Retype the material that follows, keeping every word as it is.

> _Rows_
* * * *
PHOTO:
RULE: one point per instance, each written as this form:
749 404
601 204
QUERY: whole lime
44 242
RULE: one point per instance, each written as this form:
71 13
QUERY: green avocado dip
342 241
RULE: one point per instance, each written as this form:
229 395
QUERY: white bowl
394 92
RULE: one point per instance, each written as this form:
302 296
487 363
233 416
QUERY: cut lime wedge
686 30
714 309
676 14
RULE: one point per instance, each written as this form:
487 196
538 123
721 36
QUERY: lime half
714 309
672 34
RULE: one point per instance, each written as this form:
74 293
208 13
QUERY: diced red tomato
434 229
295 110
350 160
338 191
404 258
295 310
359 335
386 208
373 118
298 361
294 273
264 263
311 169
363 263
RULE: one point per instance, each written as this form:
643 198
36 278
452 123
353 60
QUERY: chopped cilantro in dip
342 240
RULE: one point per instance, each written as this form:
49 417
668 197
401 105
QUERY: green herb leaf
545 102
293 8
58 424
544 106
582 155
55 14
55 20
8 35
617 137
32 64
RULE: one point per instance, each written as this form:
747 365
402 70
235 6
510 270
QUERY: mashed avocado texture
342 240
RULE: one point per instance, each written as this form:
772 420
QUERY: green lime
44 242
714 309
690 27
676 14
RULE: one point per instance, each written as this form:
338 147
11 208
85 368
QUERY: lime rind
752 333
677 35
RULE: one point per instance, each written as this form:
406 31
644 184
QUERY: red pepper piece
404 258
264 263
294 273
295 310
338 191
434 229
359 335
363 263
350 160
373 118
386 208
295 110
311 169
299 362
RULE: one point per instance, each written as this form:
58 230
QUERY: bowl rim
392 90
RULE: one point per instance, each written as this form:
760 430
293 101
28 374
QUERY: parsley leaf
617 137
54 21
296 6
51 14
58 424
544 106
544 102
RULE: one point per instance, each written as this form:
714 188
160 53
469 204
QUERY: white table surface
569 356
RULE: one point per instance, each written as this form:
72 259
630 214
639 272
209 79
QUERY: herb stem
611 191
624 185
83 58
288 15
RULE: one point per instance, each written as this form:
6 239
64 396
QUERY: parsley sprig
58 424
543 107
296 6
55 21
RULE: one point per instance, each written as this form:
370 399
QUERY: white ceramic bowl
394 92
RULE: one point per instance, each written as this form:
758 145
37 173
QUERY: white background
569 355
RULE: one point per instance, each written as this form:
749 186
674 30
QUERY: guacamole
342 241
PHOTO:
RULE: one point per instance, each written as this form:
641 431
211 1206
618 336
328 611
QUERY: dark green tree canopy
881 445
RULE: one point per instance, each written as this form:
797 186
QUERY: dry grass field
* * * *
> _The output_
PHOTO:
RULE: one point per instance, each written as this form:
749 404
601 204
QUERY: whole lime
44 242
RULE: one point per instance, each written as this form:
71 13
QUERY: green avocado dip
342 241
RULE: one point per instance, each written as this form:
229 395
QUERY: white bowl
394 92
RULE: one point per instance, each written as this form:
302 296
487 363
233 416
QUERY: cut lime wedge
686 30
714 309
676 14
RULE: one point per instance, each written as this form:
487 196
538 123
721 36
QUERY: lime half
714 309
672 34
RULE: one point per instance, each written as this form:
74 293
208 13
QUERY: diced red tomato
434 229
295 110
350 160
338 191
404 258
295 310
359 335
386 208
373 118
298 361
294 273
264 263
311 169
363 263
RULE: one point per instance, each written as this form:
643 198
36 278
452 123
353 60
QUERY: chopped cilantro in dip
342 240
RULE: one point per instance, each written as this form:
49 417
668 197
401 105
QUERY: green herb leaf
545 102
293 8
58 424
544 106
582 155
55 14
55 20
8 35
617 137
32 64
RULE: one point per instance, each written as this form:
747 365
402 70
235 6
510 270
QUERY: mashed avocado texture
342 240
RULE: one point per instance, each written as this form:
772 420
QUERY: green lime
44 242
714 309
690 27
676 14
RULE: one point per instance, each written as this form:
338 147
11 208
85 368
QUERY: lime rind
752 333
677 35
RULE: one point per instance, each written as this form:
406 31
644 184
QUERY: red pepper piece
404 258
264 263
294 273
295 310
338 191
434 229
359 335
363 263
350 160
373 118
386 208
295 110
311 169
299 362
RULE: one point per instance, each written as this form:
58 230
QUERY: bowl rim
392 90
RULE: one point per instance, each written as this form:
760 430
293 101
28 374
QUERY: parsley leaf
617 137
54 21
296 6
51 14
58 424
544 106
544 102
RULE: one point per instance, each written as this form:
714 188
160 53
469 204
QUERY: white table surface
569 356
RULE: one point per instance, each written as this form:
72 259
630 214
639 272
209 79
QUERY: herb stem
611 191
624 185
83 58
288 15
RULE: one point per instance, each written as this form:
6 239
64 396
QUERY: parsley sprig
58 424
543 107
296 6
55 21
RULE: one point per instance, each written as this form:
370 399
QUERY: white ceramic bowl
394 92
RULE: one point per instance, each written as this form:
758 145
37 173
QUERY: white background
569 355
RULE: one point per instance, each written as this form:
749 186
674 30
QUERY: guacamole
342 241
PHOTO:
RULE: one point per instance, each written as this form:
641 431
211 1206
618 336
328 611
QUERY: dark green tree canopy
881 445
RULE: one point per instance, each written as this form:
797 186
QUERY: dry grass field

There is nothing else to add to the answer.